Как бы ни были сложны и значимы революционные потрясения в России, не следует переоценивать их роль в российской истории XX в. Многое говорит в пользу того, что тектонический излом 1917-1922 гг. радикально обнажил важные культурно-ментальные явления, менее очевидные под толщей мирной жизни.

Трагедии XX в. поставили под сомнение рожденные «долгим XIX веком» (Э. Хобсбаум) представления о «прогрессе» как поступательном и необратимом развитии человечества. Оптимистические теории эволюции — формационные и цивилизационные апологии линейного прогресса — в течение последних десятилетий оказались мишенью целенаправленной критики. Между тем, эта критика сама в значительной степени оказалась пленницей идеологий непрерывного роста: теории прогресса чаще всего рассматриваются их оппонентами как модели, годные лишь для объяснения усложнения социальных систем. При этом выпускается из вида, что доктрины цивилизационных переходов становятся достаточно многомерными и пластичными для объяснения попятных движений общества, его деградации и распада. Если исходить из того, что в основу комплексной демографической, хозяйственной, политической, социальной и культурной характеристики движения от до индустриального общества к индустриальному лежит преодоление материальной и организационной ограниченности,[2322] то можно предположить, что оскудение имеющихся в распоряжении общества ресурсов ведет к упрощению общественной организации: к ослаблению государственных структур и повышению, в этой связи, официально узаконенного принуждения, росту значения групп самопомощи населения — семейных, общинных, соседских, цеховых, — нарастанию получастного характера политики и усилению противопоставления в структурах сознания «своих» «чужим», «друзей» — «врагам». Описывая «процесс цивилизации» (Н. Элиас) как чередование «приливов» и «отливов», обусловленных сменами элит восходящими социальными слоями, можно рассматривать революцию как период наиболее резкого отката назад.[2323]

Российская революция демонстрирует многочисленные симптомы скольжения из незавершенного проекта модернизации к доиндустриальным порядкам, структурами и поведенческим кодам. В «процессе цивилизации» обозначился мощный «отлив». При анализе состояния деревни и позиции крестьян в революции исследователи отмечают укрепление традиционных патриархально-общинных начал, «архаизацию» сельского мира, откатывавшегося с каждым годом гражданской войны на столетие назад, «примитивизацию» всей общественной системы, подчеркивая, правда, что «весь этот сюжет еще нуждается в более глубоком исследовании».[2324]

Знакомство с условиями и организацией жизни на Урале в годы революционных катаклизмов подтверждает тезис о беспрецедентно глубокой ее архаизации.[2325] Деревня опять превратилась в устойчивую и герметично «задраенную» от внешних влияний систему. Жизнь вновь была организована малыми автономными мирами. В невиданном количестве возродились криминальные группы самопомощи — аналог разбойничества (вооруженные отряды крестьянских повстанцев, дезертиров, уголовников), — трудно искоренить благодаря особенностям уральского ландшафта.
# # # #
> [Задания и упражнения]
1. Ответьте на вопросы по отрывку о российской революции:
(a) Какие годы автор называет «тектоническим изломом»?
(b) Кому в отрывке приписано выражение «процесс цивилизации»?
(c) Во что, согласно отрывку, вновь превратилась деревня на Урале?
2. Напишите продолжение отрывка о российской революции, начав сразу после его последнего предложения.
Следующие далее записи представляют собой самостоятельный материал, не связанный с отрывком.

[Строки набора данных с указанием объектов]
# # # #
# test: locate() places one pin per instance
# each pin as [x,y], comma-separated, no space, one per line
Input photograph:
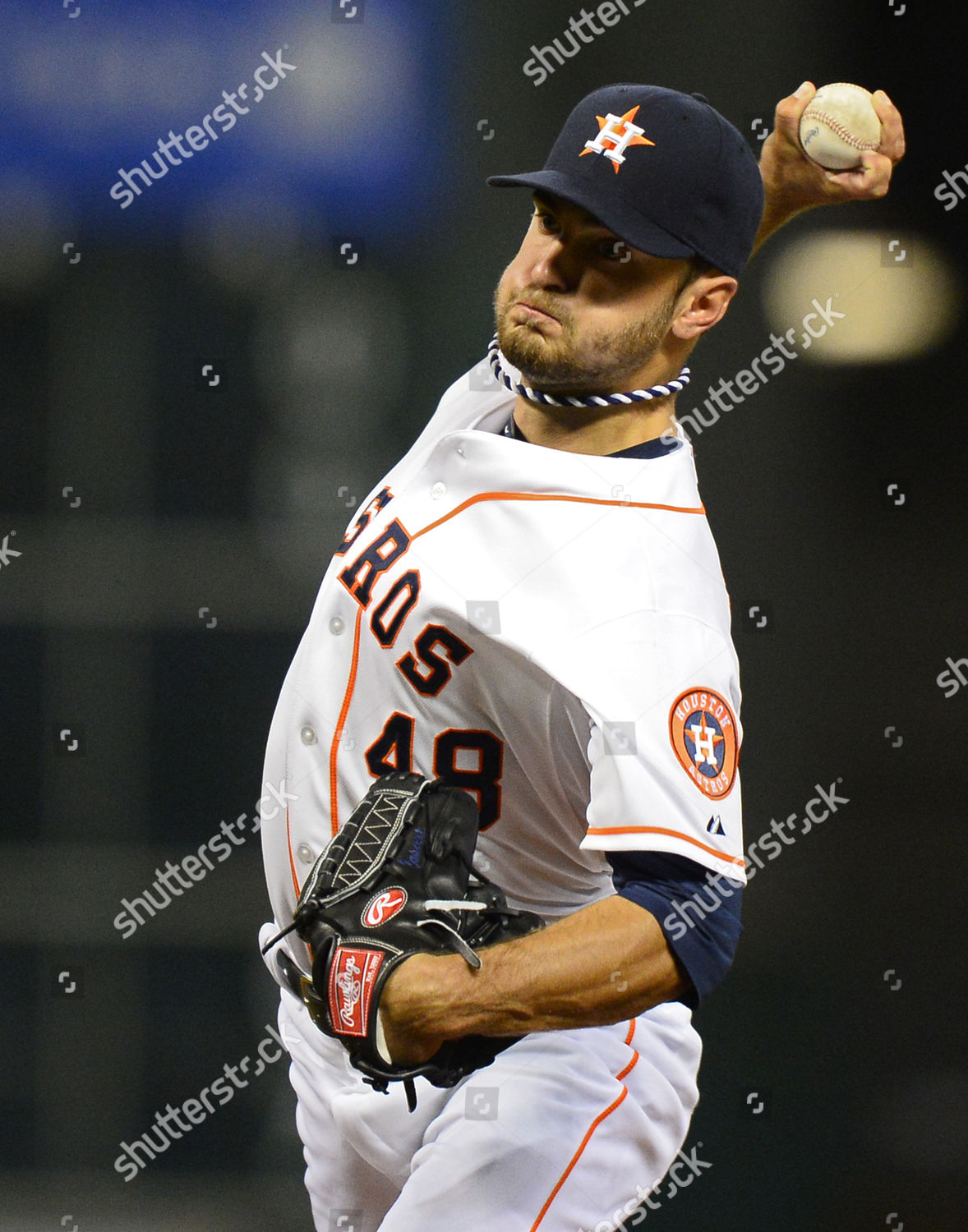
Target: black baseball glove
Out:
[394,881]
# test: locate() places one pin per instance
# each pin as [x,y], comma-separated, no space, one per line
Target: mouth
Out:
[538,313]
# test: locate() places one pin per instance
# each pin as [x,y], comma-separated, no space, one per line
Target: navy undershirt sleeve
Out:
[697,909]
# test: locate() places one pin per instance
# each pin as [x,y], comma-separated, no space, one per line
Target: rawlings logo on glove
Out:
[397,880]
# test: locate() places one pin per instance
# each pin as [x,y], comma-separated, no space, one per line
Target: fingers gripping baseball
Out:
[795,182]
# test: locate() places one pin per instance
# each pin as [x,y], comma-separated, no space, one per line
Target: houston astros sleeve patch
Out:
[703,732]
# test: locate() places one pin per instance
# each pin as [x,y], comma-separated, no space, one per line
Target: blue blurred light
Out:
[200,93]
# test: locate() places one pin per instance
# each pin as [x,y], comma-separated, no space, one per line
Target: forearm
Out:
[605,963]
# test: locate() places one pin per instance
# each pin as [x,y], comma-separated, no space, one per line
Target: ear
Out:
[702,303]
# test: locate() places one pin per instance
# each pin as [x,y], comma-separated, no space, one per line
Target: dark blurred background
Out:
[199,388]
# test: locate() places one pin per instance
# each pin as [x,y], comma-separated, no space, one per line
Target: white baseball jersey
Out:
[551,631]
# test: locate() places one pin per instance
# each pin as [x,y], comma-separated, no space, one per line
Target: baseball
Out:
[840,122]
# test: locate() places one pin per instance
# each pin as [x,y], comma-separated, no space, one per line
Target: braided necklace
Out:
[612,399]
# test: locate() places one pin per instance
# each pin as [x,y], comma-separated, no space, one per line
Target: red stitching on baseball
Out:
[835,126]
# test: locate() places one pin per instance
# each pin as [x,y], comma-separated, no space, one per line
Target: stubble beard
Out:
[578,362]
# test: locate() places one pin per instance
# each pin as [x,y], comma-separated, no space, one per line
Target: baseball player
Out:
[531,606]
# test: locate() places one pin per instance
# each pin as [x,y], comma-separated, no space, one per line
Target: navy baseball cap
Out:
[662,170]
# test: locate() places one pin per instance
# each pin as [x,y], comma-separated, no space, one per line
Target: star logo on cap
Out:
[615,135]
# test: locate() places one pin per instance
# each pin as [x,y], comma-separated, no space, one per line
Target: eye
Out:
[615,251]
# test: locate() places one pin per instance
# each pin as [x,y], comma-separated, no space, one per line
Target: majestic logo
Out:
[384,907]
[352,988]
[703,732]
[617,133]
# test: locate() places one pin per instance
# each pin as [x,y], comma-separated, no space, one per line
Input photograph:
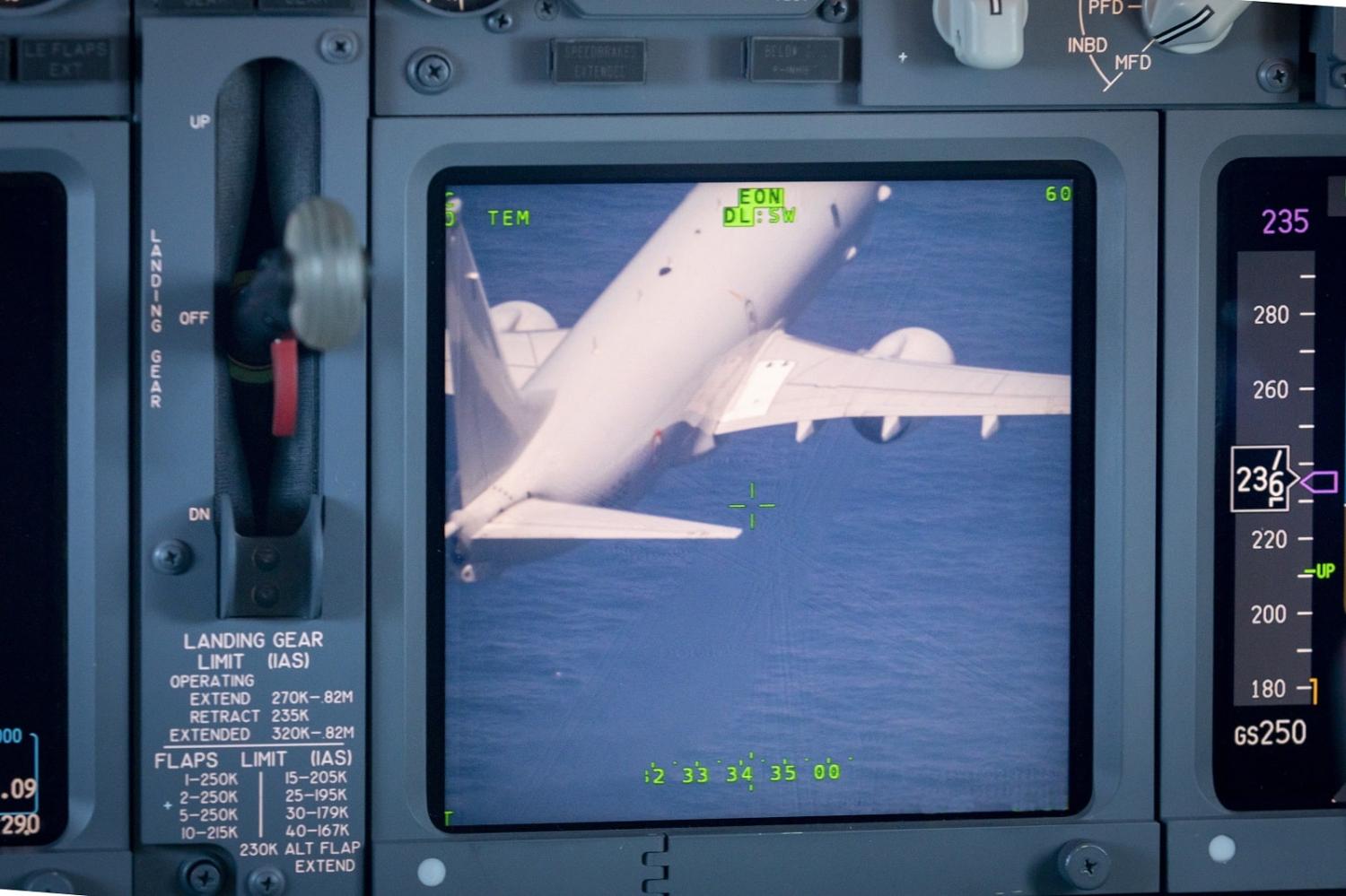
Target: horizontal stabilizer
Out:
[536,518]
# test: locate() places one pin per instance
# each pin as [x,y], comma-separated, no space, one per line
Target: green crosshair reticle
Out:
[753,509]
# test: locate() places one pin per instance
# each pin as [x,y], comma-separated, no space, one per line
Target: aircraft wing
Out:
[794,381]
[536,518]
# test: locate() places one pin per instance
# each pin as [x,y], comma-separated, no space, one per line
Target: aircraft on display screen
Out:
[688,344]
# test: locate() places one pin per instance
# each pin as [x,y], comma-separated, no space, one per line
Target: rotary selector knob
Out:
[984,34]
[1190,26]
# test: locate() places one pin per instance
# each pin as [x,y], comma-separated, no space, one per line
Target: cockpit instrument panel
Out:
[1279,572]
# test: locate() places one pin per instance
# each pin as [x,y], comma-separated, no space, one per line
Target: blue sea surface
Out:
[904,613]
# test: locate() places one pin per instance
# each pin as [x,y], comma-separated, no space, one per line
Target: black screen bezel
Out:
[1084,276]
[38,659]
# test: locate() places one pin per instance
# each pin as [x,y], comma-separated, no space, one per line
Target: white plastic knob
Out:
[984,34]
[1190,26]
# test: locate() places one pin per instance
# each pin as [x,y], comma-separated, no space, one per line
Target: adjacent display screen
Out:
[1280,707]
[759,498]
[32,516]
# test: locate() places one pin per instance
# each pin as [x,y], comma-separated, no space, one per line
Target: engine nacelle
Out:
[909,344]
[521,317]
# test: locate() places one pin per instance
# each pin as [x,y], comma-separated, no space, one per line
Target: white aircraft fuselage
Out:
[629,374]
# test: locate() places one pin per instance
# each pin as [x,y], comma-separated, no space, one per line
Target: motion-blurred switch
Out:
[984,34]
[1190,26]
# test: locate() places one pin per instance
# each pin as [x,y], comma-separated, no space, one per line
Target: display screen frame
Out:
[1275,777]
[1085,283]
[43,611]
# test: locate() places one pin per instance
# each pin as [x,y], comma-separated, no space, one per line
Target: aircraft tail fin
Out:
[536,518]
[492,420]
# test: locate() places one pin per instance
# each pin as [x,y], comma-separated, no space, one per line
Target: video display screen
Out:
[762,498]
[34,799]
[1280,443]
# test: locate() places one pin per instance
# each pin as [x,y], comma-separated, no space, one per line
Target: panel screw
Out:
[171,557]
[836,11]
[201,877]
[266,596]
[48,883]
[1084,866]
[430,70]
[266,882]
[338,46]
[1276,75]
[266,559]
[500,22]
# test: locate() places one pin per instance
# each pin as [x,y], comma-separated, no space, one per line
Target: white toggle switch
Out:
[1190,26]
[984,34]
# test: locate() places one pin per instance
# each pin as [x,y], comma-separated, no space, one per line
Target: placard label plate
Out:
[794,59]
[598,61]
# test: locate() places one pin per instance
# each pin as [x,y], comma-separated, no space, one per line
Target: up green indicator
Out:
[751,509]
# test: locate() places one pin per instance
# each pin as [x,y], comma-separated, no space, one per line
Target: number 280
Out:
[1284,221]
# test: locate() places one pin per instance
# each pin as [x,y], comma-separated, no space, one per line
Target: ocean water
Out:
[902,615]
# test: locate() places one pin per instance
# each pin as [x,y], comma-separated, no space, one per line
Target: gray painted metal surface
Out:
[93,163]
[1077,53]
[1275,850]
[185,64]
[1120,150]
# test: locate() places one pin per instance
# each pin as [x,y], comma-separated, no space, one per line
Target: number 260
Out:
[1286,221]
# # # #
> [Письменные ответы]
1.
(a) 1917–1922 гг.
(b) Н. Элиасу.
(c) В устойчивую и герметично «задраенную» от внешних влияний систему.

2.
Наряду с традиционными институтами, функцию защиты от недружелюбной окружающей среды стали выполнять многочисленные новоиспеченные объединения — Советы и партийные ячейки, рабочие комитеты и профсоюзы. Новые формы заполнялись старым и чужеродным содержанием, создавая эффект «исторических псевдоморфоз» (О. Шпенглер).

В обстановке хаоса власти и развала экономики, нагнетания террора и массовой маргинализации населения оказались востребованными доиндустриальные культурные «инстинкты» и образцы поведения. Жизнь в условиях непрерывной опасности, непрестанных и непонятных перемен не позволяла просчитывать перспективу, долговременно планировать свою деятельность и предугадывать ее последствия. Следовало полагаться на удачу и на себя. Массовый взрыв криминальных моделей поведения и форм выживания во время русской революции свидетельствует, помимо прочего, о понижении уровня дифференциации социальных функций — одного из показателей степени сложности общества. Практически каждый из «слабых мира сего» волей-неволей апробировал широкий спектр малопочтенных и рискованных способов выживания.[2326]

Не только поведение людей, но и толкование ими происходящего оказалось организованным на базе доиндустриальных кодов. В условиях неразвитости современных средств коммуникации и неубедительности светских интерпретаций окружающего значительно повысилась роль слухов и осмысления действительности в русле народной религиозности.

Короткий расцвет и распад большинства возникших в годы революции новых институтов и организаций отражал процесс «атомизации» общества, в котором, как подсказывал опыт, неразумно было надеяться на чью-либо помощь. Уравнение в бедности, нивелирование мотивов и культурных образцов поведения знаменовали распад автономных социальных групп, превращая общество в однородную, но упрямую массу, иммунизированную против попыток руководить ею.

Одновременно с «архаизацией» и «атомизацией» общества ценность личности и человеческой жизни падала с головокружительной скоростью. Обитание в экстремальной ситуации понижало чувствительность, приучало к эмоциональной черствости. Менялось отношение не только к жизни, но и к смерти. Перенасыщенность окружающей среды картинами гибели рождало потрясающее безразличие к ней. Невероятно распространенное осквернение могил врага или святых мощей также демонстрирует пугающие трансформации в отношении к смерти. В этом контексте иной, мрачноватый колорит приобретает природа героизма в годы гражданской войны. За многочисленными фактами героической самоотверженности и решительного самопожертвования скорее читается не «социалистическая сознательность» или «гражданская зрелость», а вытеснение разумного планирования своих действий аффектом и массовизация архаичного принципа растворения личности в коллективе, в сочетании с падением ценности человеческой, в том числе собственной жизни.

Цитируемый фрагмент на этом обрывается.